* **TRECHO FORNECIDO**:
Lulu Santos sabe das coisas.

Pra fechar o que feriu por dentro demora mesmo. Nessa fantástica era pós-moderna em que o mertiolate não arde mais e nem tem aquela cor pavorosa de sangue, machucar-se continua doendo um bocado. Na pré-adolescência, perdi a conta dos joelhos ralados em quedas de bicicleta pelo bairro afora. Precisei de muita água com sabão e de muito beijinho de mamãe pra sarar. Só depois, fecharam as feridas. E, claro, cicatrizes foram inevitáveis.

Natural que seja assim. Impossível estarmos 100% bem o tempo todo, seres integrais que somos. É muita engrenagem pra funcionar simultaneamente: motores emocionais, físicos, espirituais. Quando uma delas pifa, torcemos para que as outras compensem a defasagem e mantenham a máquina em funcionamento. Aquela velha história de só notarmos a importância do dedinho do pé quando o topamos na quina da cama é a mais pura verdade. Felizes os que conseguem se sentir plenos, mesmo com alguma área enferrujada na vida. Só que nem todo mundo é assim.

* **SUA TAREFA**:
Devolva, sem nenhuma alteração, a parte do trecho fornecido que começa em "Natural que seja" e termina em "mundo é assim.".

* **EXTRATO DOS DADOS**:
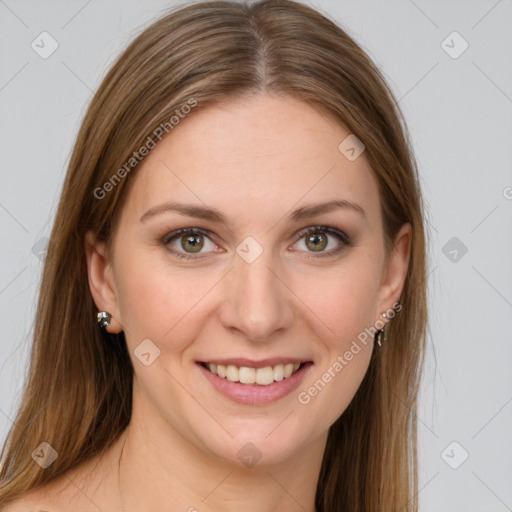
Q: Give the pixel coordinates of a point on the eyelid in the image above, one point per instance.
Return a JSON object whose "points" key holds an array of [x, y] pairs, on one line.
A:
{"points": [[346, 241]]}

* **RESPOSTA DA TAREFA**:
Natural que seja assim. Impossível estarmos 100% bem o tempo todo, seres integrais que somos. É muita engrenagem pra funcionar simultaneamente: motores emocionais, físicos, espirituais. Quando uma delas pifa, torcemos para que as outras compensem a defasagem e mantenham a máquina em funcionamento. Aquela velha história de só notarmos a importância do dedinho do pé quando o topamos na quina da cama é a mais pura verdade. Felizes os que conseguem se sentir plenos, mesmo com alguma área enferrujada na vida. Só que nem todo mundo é assim.